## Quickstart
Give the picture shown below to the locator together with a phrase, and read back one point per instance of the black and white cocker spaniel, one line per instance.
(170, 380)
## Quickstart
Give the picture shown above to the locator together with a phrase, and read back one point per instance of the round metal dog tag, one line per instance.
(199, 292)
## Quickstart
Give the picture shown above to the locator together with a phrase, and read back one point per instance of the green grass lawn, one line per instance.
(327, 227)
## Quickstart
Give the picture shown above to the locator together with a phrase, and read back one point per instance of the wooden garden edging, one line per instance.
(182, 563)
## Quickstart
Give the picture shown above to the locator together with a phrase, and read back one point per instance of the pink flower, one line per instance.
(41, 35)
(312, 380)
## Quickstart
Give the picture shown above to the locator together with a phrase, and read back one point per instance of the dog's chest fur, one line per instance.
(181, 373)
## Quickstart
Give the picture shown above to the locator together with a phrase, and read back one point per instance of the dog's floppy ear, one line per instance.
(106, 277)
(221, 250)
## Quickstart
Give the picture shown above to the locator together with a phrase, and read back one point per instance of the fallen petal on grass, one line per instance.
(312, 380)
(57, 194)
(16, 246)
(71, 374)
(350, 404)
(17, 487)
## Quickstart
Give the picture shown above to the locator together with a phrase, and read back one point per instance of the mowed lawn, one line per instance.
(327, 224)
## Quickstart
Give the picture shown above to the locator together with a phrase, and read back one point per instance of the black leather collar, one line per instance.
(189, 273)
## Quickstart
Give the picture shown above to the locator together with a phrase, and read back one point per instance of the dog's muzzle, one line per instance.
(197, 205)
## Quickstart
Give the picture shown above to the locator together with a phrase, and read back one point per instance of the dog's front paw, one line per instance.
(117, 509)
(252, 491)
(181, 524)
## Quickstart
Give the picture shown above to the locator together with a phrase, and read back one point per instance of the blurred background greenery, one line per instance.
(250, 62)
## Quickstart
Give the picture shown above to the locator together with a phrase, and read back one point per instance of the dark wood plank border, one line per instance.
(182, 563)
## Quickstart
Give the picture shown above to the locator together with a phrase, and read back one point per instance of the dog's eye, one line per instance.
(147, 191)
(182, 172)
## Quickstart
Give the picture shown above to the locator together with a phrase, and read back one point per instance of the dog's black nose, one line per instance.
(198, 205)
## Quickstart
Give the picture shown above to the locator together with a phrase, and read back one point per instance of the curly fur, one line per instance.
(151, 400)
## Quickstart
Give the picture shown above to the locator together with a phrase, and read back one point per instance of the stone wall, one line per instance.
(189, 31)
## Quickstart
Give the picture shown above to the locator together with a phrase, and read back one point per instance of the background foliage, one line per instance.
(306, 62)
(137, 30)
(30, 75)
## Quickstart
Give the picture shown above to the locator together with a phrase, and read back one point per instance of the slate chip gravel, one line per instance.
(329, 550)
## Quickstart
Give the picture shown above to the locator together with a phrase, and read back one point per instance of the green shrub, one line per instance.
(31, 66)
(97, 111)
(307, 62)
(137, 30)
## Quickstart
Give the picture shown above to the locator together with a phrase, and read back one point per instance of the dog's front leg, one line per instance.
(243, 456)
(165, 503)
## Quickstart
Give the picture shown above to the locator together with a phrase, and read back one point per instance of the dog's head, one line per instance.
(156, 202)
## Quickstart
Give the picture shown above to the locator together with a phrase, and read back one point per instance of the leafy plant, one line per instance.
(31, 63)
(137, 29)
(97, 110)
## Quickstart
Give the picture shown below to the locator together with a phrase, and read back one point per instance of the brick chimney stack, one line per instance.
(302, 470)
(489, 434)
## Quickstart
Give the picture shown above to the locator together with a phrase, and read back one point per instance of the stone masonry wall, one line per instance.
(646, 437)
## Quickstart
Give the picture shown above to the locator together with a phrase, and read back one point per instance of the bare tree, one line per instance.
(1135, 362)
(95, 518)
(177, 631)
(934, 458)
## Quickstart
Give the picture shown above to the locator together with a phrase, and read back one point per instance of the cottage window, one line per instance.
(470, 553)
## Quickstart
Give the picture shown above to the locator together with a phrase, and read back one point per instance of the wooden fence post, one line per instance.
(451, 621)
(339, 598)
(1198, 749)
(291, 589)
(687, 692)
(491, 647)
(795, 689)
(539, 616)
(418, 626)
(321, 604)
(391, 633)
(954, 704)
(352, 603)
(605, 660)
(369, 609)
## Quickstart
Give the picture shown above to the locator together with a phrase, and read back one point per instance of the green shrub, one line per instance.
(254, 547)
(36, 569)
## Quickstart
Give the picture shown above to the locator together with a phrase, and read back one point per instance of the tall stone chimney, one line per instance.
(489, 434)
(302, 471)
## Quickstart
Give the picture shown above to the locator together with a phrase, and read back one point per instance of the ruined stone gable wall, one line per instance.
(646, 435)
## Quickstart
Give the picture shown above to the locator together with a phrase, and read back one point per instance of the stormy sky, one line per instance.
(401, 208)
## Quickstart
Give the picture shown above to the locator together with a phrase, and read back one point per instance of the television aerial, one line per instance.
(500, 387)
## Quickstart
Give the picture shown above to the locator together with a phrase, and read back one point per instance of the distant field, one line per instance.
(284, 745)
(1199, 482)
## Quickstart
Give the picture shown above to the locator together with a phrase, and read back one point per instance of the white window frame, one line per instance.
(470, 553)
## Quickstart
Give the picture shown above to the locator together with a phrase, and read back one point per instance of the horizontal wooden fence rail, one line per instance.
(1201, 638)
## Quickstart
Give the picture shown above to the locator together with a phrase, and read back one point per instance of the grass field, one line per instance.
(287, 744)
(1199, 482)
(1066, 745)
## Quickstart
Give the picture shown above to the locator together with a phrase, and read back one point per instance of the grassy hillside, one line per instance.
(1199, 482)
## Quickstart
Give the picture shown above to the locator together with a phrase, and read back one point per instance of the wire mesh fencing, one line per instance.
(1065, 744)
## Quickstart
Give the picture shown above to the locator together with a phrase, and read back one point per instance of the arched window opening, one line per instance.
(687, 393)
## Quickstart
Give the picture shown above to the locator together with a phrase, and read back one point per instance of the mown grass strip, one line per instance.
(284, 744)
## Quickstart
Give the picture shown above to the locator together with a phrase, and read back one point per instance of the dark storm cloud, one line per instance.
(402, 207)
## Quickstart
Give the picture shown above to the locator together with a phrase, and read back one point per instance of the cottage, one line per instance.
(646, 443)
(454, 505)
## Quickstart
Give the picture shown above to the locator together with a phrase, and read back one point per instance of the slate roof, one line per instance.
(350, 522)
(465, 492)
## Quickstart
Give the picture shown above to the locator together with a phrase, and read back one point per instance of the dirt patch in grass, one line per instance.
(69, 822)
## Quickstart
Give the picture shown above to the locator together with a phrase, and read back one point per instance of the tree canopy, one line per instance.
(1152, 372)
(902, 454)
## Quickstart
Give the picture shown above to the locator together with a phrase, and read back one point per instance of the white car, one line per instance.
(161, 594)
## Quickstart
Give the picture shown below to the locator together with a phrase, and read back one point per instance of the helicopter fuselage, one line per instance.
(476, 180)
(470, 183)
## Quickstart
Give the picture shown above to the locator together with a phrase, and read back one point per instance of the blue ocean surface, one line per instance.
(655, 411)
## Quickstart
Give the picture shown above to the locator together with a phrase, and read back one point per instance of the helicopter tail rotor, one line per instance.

● ● ● ●

▶ Problem requirements: Generate a verbatim printout of all the entries.

▶ Response:
## Quickstart
Give the picture shown below to the locator together with a phrase, and read back one point per instance of the black and white cocker spaniel, one line per instance.
(170, 380)
## Quickstart
Give the picture shown above to the locator together with a phrase, and read back one point per instance of the round metal dog tag, one line per instance.
(199, 292)
## Quickstart
Give the picture shown above to the locator together with a phrase, and read back one point per instance of the green grass lawn, one line per instance.
(327, 227)
## Quickstart
Give the picture shown above to the locator together with a phrase, and read back one point per instance of the wooden garden edging, one line per instance.
(182, 563)
## Quickstart
Give the picture shown above to the locator together with a phrase, and read back one point per instance of the pink flower, one line per instance.
(41, 35)
(312, 380)
## Quickstart
Give the picture shown above to the locator together with a phrase, and read back one point per instance of the dog's chest fur, one line per instance.
(181, 373)
## Quickstart
Give the picture shown above to the locator together with a phrase, and read back one point per instance of the dog's floppy ear, one line per instance.
(106, 277)
(221, 250)
## Quickstart
Give the picture shown above to the locator together with a phrase, and read back one point per instance of the fallen petal on grass, one line per instance.
(312, 380)
(57, 194)
(16, 246)
(71, 374)
(350, 404)
(17, 487)
## Quickstart
Give the picture shown above to the locator together with a phrase, and read back one point per instance of the mowed lawn, one line per instance.
(327, 224)
## Quickstart
Give the picture shown above to the locator together with a phrase, and read back one point per instance of the black leather collar, one line per instance.
(189, 273)
## Quickstart
Give the picture shown above to the locator together with a phrase, and read back one point per instance of the dog's muzzle, one line per instance.
(197, 205)
## Quickstart
Give the picture shown above to the locator together with a phrase, and read back one point per instance of the dog's front paw, one line per instance.
(117, 509)
(252, 491)
(181, 524)
## Quickstart
Give the picture shown above to the locator together with a phrase, and read back one point per instance of the blurred background greenery, one line per instance.
(250, 62)
## Quickstart
Give the picture shown above to the locator together with a phrase, and read back one point per instance of the dark wood plank border, one line per instance.
(182, 563)
## Quickstart
Give the picture shown above to the locator together with a phrase, and read back one point per instance of the dog's eye, one line per instance.
(147, 191)
(182, 172)
## Quickstart
Give the picture shown above to the locator together with a phrase, and read back one point per instance of the dog's black nose, one line per instance.
(198, 205)
## Quickstart
Give the picture shown above to the locator together with a phrase, and read back one point per instance of the curly fur, one line per instance.
(151, 400)
## Quickstart
Give the picture shown above to the locator together with a phrase, and read back one point per instance of the stone wall, one line per instance.
(189, 31)
## Quickstart
Give the picture shown above to the locator together with a phrase, and read back one point per instance of the background foliage, one line per instance.
(306, 62)
(137, 30)
(30, 75)
## Quickstart
Give the picture shown above to the locator together with a phrase, and read back one point per instance of the slate chip gravel, one line per instance.
(329, 550)
## Quickstart
Give the picture shown above to the locator together with a phrase, and read back one point per instance of the green shrub, one line per instance.
(31, 66)
(97, 111)
(307, 62)
(137, 30)
## Quickstart
Give the picture shown above to the locator together with a phrase, and read back one point per instance of the dog's front leg, one line per instance.
(243, 456)
(165, 503)
## Quickstart
Give the picture shown above to the locator together with a phrase, and read back one point per instance of the dog's head, one line per instance.
(156, 202)
## Quickstart
Give the picture shown above to the locator together with a phrase, and read back one point per instance of the leafy plant, one line per instance.
(31, 63)
(137, 29)
(97, 110)
## Quickstart
Give the picture shown below to the locator together with a phrase, and read back one point per instance of the brick chimney stack, one line per instance.
(302, 470)
(489, 434)
## Quickstart
Give the picture shown above to the locator together with a phrase, and read back one point per instance of the stone masonry wall, one line per instance.
(646, 437)
## Quickstart
Give the picture shown above to the locator together with a phrase, and read back one point per instance of the bare tree, one line per instance.
(1135, 362)
(95, 518)
(177, 631)
(934, 458)
## Quickstart
Give the picture shown above to the locator together with a phrase, and read back one point per instance of the cottage window, one line per instance.
(470, 553)
## Quickstart
Give the picture shown above to the locator together with a phrase, and read back one point per instance of the wooden fence post, one line per instance.
(451, 621)
(339, 598)
(1198, 749)
(291, 589)
(687, 692)
(491, 647)
(795, 689)
(539, 616)
(418, 626)
(321, 604)
(391, 633)
(954, 704)
(352, 603)
(605, 660)
(369, 609)
## Quickstart
Give the picture shown above to the locator together with a phrase, and read back one point per instance of the green shrub, one line per instance.
(254, 547)
(36, 569)
## Quickstart
Give the picture shown above to the locator together with a phrase, and read back one point per instance of the tall stone chimney, one line per instance.
(489, 434)
(302, 471)
## Quickstart
Give the picture shown above to the locator together with a phrase, and read back one point per instance of the ruined stone gable wall, one line per instance.
(646, 435)
## Quickstart
Give the picture shown above to the locator together with a phrase, and read back one point per instance of the stormy sky, one line per instance.
(401, 208)
## Quickstart
Give the picture shown above to the locator together with a phrase, and read back one point per instance of the television aerial, one line per instance.
(500, 387)
## Quickstart
Give the picture shown above to the locator together with a phrase, and read back one point per instance of the distant field, one line per instance.
(284, 745)
(1199, 482)
## Quickstart
Give the picture shown above to the locator together with a phrase, and read back one point per instance of the white window frame, one line per instance.
(470, 553)
## Quickstart
Give the picture shown above to the locator together with a phrase, and read back one point per instance of the horizontal wooden fence rail, one line per instance.
(1201, 638)
## Quickstart
Give the picture shown above to the locator together with a phrase, and read back one point per instance of the grass field, one line per instance.
(287, 744)
(1199, 482)
(1066, 745)
## Quickstart
Give the picture shown above to the locator together with a phrase, and read back one point per instance of the grassy hillside, one line per instance.
(1199, 482)
## Quickstart
Give the picture shown above to the locator together with a phrase, and read back one point per instance of the wire mesh fencing, one line per instance.
(1065, 744)
## Quickstart
Give the picture shown above to the locator together with a phrase, and read back one point per instance of the arched window opening, one line per instance.
(687, 393)
## Quickstart
Give the picture shown above to the locator together with a phrase, and read back one point per instance of the mown grass strip, one line per instance.
(284, 744)
## Quickstart
Give the picture shown above to the locator together with a phrase, and read back one point per instance of the dark storm cloud, one line per instance.
(402, 207)
## Quickstart
Give the picture shown above to the locator together with a phrase, and read back one point per instance of the cottage, one line per instance.
(646, 443)
(454, 505)
## Quickstart
Give the picture shown above to the locator together with a phrase, and read back one point per instance of the slate roof, one line per instance.
(350, 522)
(465, 492)
## Quickstart
Give the picture shown above to the locator together with a phrase, and read back one point per instance of the dirt patch in grass, one line per instance.
(69, 822)
## Quickstart
Give the picture shown above to the locator together with a phrase, and read back one point per instance of the tree canopy, one line per instance.
(1152, 372)
(902, 454)
## Quickstart
Give the picture shown above to the locator together with a phrase, and read back one point per instance of the white car, one line per instance.
(161, 594)
## Quickstart
Give the picture shown below to the locator together with a phrase, and read back one point per instance of the helicopter fuselage, one line per instance.
(476, 180)
(470, 183)
## Quickstart
Give the picture shown above to the locator together with a phrase, and read back one point per instance of the blue ocean surface, one line per instance.
(655, 411)
## Quickstart
Give the picture shown above to the locator together with a phrase, and read back one point per instance of the helicopter tail rotor, one line per instance.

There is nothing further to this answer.